> TASK TO COMPLETE
Say how many lines of the listing below include "positive". Write only that number.
RECORDS TO PROCESS: Begin
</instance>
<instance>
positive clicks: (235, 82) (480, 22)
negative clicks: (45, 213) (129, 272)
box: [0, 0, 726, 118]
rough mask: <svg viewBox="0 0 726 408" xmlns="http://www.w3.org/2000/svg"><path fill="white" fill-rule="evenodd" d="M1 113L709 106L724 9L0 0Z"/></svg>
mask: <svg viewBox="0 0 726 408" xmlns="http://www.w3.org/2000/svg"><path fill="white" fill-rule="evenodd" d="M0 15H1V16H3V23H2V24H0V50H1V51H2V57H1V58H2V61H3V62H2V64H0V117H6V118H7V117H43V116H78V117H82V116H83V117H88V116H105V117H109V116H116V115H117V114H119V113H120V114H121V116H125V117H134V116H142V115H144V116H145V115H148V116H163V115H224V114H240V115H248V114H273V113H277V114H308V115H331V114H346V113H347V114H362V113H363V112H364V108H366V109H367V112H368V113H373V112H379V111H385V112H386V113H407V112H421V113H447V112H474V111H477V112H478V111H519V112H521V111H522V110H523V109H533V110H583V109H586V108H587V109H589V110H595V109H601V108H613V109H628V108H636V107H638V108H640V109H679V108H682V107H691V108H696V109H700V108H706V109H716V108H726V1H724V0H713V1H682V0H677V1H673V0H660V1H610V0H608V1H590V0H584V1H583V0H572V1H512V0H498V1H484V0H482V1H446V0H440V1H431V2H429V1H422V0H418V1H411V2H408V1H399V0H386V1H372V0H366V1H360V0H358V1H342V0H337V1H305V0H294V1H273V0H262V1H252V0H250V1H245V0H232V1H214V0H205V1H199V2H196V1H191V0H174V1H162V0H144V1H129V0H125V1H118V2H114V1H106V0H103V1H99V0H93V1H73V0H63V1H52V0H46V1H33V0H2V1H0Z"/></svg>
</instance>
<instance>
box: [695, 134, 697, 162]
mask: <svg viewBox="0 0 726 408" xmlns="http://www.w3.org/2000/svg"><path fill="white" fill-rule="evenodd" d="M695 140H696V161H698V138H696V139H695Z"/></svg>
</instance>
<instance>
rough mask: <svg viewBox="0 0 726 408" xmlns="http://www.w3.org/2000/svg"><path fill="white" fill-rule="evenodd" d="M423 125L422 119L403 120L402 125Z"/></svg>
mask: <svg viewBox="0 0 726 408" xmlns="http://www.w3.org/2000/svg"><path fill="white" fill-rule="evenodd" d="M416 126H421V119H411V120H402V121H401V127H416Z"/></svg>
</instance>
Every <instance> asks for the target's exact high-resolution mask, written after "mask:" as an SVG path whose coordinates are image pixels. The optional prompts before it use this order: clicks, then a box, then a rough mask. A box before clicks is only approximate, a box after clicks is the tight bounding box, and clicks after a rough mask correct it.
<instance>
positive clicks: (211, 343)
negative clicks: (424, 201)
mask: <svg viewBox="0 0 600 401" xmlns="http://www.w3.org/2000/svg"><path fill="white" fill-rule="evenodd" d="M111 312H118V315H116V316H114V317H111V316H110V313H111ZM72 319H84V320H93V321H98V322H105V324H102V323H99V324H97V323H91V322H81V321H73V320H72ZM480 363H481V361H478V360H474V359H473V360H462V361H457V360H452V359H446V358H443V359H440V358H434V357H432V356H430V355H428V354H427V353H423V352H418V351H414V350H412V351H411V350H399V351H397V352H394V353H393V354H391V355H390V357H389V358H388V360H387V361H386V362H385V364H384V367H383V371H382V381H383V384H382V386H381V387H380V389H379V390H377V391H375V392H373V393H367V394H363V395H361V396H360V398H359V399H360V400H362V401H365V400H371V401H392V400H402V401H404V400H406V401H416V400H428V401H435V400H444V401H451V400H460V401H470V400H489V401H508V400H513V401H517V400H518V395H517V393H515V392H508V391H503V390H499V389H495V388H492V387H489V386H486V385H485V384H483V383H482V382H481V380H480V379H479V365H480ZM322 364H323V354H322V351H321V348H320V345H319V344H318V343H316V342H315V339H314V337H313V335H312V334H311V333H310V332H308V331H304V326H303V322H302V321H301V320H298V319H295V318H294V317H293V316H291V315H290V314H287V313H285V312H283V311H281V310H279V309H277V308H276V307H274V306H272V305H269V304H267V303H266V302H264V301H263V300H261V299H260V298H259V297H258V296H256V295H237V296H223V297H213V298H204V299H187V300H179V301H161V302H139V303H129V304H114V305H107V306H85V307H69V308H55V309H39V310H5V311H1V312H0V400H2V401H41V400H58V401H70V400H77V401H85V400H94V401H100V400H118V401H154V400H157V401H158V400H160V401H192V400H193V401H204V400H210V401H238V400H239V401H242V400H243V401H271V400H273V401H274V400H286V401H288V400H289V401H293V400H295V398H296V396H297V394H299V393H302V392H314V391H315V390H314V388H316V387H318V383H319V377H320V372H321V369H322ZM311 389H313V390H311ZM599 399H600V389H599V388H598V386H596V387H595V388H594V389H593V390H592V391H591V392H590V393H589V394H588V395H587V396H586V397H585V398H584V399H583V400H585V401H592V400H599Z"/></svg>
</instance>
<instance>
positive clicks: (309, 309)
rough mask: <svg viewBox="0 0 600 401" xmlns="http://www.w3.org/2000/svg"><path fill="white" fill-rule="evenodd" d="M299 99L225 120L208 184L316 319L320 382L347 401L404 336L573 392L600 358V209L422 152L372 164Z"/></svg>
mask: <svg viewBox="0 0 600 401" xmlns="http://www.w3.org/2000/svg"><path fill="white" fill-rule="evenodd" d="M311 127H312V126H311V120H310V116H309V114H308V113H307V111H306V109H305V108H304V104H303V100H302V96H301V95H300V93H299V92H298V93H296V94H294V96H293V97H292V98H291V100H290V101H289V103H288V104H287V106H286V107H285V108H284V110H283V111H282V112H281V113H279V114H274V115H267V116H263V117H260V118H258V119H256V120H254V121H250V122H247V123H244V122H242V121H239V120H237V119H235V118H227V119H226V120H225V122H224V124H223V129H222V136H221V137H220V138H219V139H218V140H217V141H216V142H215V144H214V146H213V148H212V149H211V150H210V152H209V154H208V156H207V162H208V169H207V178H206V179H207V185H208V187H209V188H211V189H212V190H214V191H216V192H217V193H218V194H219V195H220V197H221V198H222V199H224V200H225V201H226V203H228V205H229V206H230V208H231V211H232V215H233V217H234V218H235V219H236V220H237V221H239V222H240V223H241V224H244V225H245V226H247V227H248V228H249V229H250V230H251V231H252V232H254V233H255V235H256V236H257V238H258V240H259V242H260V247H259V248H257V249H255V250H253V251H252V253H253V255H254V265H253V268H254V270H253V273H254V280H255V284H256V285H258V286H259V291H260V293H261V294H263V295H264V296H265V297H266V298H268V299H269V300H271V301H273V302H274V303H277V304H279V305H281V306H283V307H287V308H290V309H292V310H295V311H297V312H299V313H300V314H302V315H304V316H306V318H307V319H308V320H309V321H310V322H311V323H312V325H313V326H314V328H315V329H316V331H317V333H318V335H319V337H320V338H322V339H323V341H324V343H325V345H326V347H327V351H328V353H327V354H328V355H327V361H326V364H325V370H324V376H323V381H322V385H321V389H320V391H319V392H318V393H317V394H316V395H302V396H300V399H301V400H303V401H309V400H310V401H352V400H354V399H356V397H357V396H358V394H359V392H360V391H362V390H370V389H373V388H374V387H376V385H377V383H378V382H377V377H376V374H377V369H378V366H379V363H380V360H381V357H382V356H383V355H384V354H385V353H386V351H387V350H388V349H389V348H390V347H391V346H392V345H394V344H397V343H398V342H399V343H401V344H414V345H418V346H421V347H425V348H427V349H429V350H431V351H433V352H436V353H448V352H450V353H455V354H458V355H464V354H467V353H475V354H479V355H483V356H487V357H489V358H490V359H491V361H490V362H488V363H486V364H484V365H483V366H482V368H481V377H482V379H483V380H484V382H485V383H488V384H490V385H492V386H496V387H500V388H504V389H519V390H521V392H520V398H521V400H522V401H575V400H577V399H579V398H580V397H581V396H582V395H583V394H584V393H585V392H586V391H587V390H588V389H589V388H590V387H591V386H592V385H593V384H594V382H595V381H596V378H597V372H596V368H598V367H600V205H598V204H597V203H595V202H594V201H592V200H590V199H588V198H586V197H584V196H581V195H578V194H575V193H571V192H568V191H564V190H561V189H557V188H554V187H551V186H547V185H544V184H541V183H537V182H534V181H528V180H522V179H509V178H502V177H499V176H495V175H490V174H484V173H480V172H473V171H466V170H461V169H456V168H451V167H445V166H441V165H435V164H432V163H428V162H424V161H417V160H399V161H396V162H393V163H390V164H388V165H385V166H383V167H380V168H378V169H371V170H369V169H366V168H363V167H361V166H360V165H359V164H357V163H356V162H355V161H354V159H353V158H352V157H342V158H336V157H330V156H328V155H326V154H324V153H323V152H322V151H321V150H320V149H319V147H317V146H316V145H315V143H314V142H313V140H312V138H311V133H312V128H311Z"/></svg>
RECORDS TO PROCESS: End
> SOLUTION TO THE EXERCISE
3